PAGE TEXT —
Breathing for Low Back Pain

When you have a low back spinal condition your body will reinforce the support of the spine using muscles that normally get their recreation from the rhythmic cycle of your breathing. The guarded tension of these muscles while you are on your feet doesn’t allow them to get there needed recreation and recruits other muscles to balance the tension they are putting on your skeleton. This pattern of tension becomes a habit (technical term a facilitation) which doesn’t turn off when you get off your feet.

The result is muscle fatigue and joint stress which gets reported to your mind as PAIN. Pain is the symptom of the spinal condition; people often come for treatment of the symptom (pain) rather than the condition causing the symptom.
The following instruction is designed to assist you to listen to your symptom (pain) and get relief from the symptom while assisting in the repair of the cause, the spinal condition.


Lay on back with knees bent and resting against each other with feet as wide apart as your body. As you breathe in make a conscious effort to relax all of your abdominal muscles so that your belly expands.

As you breathe out make a conscious effort to tighten the abdominal muscles that run up the center of your belly, which will push everything up against your diaphragm pushing it up into the chest and pushing the air out of the lungs.

When the above becomes the established pattern of breathing (for some it may be a struggle because they have been doing the opposite) it is time to add the proper spinal movement. As you breathe in press the tail bone down and allow the low back to arch up slightly.

As you breathe out curl the tail bone up which may flatten the low back slightly. This rocking action will bring recreational movement to the joints of the hips and low back (including the discs) which brings fresh nutrients into them.

WHAT TO DO — Write the next part of the breathing-for-low-back-pain text, starting right after its final sentence. None of the items that come after this text are used for anything here.

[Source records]
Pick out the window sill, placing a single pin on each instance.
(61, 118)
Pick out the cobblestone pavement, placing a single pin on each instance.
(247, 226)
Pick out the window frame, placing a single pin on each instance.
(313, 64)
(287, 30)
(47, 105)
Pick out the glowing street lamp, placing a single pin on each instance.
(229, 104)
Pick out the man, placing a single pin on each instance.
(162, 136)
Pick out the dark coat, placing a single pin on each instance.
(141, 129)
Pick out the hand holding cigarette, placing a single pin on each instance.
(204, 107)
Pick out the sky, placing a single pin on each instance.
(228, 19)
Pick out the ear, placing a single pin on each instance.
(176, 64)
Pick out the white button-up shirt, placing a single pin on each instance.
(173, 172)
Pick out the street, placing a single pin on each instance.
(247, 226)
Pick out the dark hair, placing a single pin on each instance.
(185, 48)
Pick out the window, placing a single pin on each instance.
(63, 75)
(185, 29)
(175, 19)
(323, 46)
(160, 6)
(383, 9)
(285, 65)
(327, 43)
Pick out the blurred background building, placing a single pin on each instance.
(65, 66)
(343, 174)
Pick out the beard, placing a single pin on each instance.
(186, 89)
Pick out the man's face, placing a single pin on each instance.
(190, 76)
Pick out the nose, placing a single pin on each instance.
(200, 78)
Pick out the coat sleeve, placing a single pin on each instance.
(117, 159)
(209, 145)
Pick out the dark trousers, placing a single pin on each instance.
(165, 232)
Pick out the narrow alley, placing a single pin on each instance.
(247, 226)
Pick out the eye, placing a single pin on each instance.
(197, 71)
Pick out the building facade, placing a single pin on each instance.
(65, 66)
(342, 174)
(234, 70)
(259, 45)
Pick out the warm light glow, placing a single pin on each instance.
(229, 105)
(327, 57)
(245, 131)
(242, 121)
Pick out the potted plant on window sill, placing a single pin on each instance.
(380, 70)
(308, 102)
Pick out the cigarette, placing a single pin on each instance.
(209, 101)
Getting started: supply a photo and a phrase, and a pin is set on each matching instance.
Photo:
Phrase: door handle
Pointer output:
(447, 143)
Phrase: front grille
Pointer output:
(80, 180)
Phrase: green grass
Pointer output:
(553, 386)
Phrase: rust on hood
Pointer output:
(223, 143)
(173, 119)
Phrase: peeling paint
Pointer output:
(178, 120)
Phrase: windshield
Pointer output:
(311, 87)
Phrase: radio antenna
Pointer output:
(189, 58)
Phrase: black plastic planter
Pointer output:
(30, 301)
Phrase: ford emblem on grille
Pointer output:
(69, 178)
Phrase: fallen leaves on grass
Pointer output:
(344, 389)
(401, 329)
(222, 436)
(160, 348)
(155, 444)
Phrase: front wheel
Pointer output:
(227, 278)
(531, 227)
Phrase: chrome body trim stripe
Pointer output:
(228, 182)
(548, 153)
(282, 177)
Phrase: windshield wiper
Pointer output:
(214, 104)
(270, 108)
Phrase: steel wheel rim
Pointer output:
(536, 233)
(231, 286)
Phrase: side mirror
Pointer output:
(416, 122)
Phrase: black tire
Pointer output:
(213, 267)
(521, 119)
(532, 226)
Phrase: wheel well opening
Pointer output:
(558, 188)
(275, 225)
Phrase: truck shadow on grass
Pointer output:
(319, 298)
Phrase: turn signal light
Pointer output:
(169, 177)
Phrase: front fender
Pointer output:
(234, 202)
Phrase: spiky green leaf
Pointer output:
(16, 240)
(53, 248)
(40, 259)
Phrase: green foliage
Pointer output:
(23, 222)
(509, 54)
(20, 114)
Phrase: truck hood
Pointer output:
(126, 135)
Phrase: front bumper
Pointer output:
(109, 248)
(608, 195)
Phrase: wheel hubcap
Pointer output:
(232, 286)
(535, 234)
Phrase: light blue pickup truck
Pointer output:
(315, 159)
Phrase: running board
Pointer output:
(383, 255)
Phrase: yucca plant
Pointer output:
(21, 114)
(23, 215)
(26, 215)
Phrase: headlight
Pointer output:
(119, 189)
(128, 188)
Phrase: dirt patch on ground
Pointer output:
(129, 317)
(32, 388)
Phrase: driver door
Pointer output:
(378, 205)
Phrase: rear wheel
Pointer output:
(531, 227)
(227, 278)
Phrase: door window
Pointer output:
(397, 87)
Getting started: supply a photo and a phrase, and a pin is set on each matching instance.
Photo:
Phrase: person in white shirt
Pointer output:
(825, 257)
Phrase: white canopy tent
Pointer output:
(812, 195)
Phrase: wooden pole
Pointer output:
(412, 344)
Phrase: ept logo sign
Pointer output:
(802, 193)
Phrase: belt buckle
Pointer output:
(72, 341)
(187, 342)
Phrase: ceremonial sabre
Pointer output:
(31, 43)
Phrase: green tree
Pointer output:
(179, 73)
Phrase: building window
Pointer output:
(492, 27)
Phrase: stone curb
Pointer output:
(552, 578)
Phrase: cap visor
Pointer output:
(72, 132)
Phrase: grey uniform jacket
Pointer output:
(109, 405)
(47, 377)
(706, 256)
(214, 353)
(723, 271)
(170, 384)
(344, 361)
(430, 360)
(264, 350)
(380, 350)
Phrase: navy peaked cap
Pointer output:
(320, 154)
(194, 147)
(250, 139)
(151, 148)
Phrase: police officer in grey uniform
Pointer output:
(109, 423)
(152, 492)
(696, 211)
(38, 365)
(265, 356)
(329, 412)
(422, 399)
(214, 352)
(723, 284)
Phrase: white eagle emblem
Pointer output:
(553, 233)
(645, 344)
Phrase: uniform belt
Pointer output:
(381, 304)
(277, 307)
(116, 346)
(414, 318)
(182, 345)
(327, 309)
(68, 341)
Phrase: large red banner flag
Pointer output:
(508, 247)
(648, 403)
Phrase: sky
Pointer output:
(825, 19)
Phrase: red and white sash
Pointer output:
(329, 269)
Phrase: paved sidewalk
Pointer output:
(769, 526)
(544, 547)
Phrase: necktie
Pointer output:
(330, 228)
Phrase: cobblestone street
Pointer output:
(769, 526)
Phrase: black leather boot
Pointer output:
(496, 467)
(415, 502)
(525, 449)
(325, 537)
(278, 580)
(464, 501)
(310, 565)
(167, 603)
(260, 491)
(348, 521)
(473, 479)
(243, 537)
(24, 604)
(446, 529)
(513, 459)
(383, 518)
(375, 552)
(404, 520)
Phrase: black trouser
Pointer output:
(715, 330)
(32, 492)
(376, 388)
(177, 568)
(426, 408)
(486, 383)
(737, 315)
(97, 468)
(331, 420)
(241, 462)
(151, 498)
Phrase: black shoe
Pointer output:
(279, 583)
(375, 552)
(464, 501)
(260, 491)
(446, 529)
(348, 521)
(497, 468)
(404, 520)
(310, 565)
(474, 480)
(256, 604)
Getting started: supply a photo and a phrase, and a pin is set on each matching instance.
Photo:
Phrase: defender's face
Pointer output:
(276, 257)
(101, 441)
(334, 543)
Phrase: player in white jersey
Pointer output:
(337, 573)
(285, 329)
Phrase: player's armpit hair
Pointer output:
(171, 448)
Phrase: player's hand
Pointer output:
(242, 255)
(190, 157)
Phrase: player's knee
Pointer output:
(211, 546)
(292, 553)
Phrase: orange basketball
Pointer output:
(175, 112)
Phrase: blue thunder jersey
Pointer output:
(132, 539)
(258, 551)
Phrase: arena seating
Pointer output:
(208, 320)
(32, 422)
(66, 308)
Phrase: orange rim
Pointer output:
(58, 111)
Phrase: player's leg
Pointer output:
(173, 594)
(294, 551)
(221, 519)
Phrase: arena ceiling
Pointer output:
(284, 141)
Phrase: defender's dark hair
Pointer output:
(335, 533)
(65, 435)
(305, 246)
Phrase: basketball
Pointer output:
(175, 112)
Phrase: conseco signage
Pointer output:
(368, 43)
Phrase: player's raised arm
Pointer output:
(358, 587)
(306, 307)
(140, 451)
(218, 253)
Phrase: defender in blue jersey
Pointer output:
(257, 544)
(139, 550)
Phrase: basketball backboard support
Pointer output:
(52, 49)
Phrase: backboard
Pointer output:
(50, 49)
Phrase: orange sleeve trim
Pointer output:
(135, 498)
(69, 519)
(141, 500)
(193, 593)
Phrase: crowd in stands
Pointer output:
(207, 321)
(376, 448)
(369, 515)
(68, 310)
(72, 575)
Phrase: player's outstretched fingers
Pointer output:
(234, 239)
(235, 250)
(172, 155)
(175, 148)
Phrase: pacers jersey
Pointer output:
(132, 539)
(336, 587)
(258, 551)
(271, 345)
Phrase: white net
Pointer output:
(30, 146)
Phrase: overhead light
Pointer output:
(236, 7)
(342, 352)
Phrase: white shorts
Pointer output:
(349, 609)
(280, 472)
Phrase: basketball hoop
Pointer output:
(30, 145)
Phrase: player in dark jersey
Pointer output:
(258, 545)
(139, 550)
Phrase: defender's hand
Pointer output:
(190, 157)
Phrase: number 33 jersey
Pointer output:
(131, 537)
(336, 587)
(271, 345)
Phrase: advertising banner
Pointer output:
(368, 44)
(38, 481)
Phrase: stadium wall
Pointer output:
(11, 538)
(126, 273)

==

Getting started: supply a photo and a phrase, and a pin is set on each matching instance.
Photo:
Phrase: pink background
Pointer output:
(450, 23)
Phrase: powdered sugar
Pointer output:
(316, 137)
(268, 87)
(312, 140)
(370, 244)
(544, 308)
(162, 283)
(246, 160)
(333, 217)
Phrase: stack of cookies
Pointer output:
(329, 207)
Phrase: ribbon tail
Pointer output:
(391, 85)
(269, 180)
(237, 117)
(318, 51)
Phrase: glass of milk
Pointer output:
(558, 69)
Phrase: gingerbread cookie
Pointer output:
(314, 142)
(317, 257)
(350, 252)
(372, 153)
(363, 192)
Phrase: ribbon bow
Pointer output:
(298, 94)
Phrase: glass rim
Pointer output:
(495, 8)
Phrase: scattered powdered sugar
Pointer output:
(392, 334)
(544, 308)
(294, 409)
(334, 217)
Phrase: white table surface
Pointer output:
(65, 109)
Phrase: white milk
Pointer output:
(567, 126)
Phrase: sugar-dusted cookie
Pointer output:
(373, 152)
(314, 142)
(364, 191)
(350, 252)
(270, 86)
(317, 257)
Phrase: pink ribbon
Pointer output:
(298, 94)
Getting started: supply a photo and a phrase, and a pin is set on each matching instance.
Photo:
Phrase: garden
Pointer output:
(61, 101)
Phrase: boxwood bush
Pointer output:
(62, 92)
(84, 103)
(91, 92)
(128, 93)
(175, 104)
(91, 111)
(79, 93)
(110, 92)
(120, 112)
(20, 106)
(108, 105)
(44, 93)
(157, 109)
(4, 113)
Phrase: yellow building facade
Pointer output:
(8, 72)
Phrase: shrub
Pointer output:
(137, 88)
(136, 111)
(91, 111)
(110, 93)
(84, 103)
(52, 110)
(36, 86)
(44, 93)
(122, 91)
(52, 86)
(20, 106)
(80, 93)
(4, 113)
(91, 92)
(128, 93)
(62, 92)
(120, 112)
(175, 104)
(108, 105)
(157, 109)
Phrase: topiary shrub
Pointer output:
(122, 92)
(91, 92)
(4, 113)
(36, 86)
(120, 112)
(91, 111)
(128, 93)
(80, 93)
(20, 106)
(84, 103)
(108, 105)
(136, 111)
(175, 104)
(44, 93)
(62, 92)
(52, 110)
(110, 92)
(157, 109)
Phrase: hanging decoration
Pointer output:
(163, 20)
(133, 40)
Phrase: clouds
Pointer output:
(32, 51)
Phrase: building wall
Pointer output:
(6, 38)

RESULT —
Your goal now is to keep this recreational pattern of breathing going long enough to refresh the muscles, that have been bracing from the hips to the ribs and along the spine, with a regular relaxed rhythmic movement until the waste products built up in them are moved along and the pain subsides.

The bracing pattern may have travelled up the ribs and into the shoulders and neck. The following instructions are designed to assist you in further working the symptoms (pain) out of these areas. This also assists in the repair of thoracic and cervical spinal conditions.

As you breathe in pull up gently on the legs with the muscles that run from the insides of your legs to the front of your spine. This will increase the arch in the low back slightly. Then relax and allow the low back to flatten as you breathe out. As you continue try to pull further up your spine until you reach under your diaphragm giving it a strong place to pull on.

As you continue this pattern you may find that tension and pain under and between the shoulder blades begins to ease. You are now experiencing the benefits of the often repeated saying bend your knees before you lift something heavy.

You will now prepare yourself for lifting something, your ribs. Pull the bottom inside corners of your shoulder blades toward the spot where your diaphragm is attached to the spine and which you have been reinforcing with the pull up from your legs.

As your shoulder blades get firmly flattened down on your back, Feel the front of your chest just below the collar bone; there is a part of your shoulder blade that comes through there and muscles are attached there that pull up on your ribs to help you breath in. It may be tender but as you breath monitor it with the tips of your fingers to make sure that the muscles tighten as you breath in and relax as you breath out. There may also be tension there pulling out to your arms give permission for that to relax.

As you breathe now from your shoulder blades less tension will be necessary on the front of your neck. This pattern requires less tension on the back of the neck from the top of the shoulder blades. You may be able to reach over the top of your shoulders along side your neck and massage these tender areas.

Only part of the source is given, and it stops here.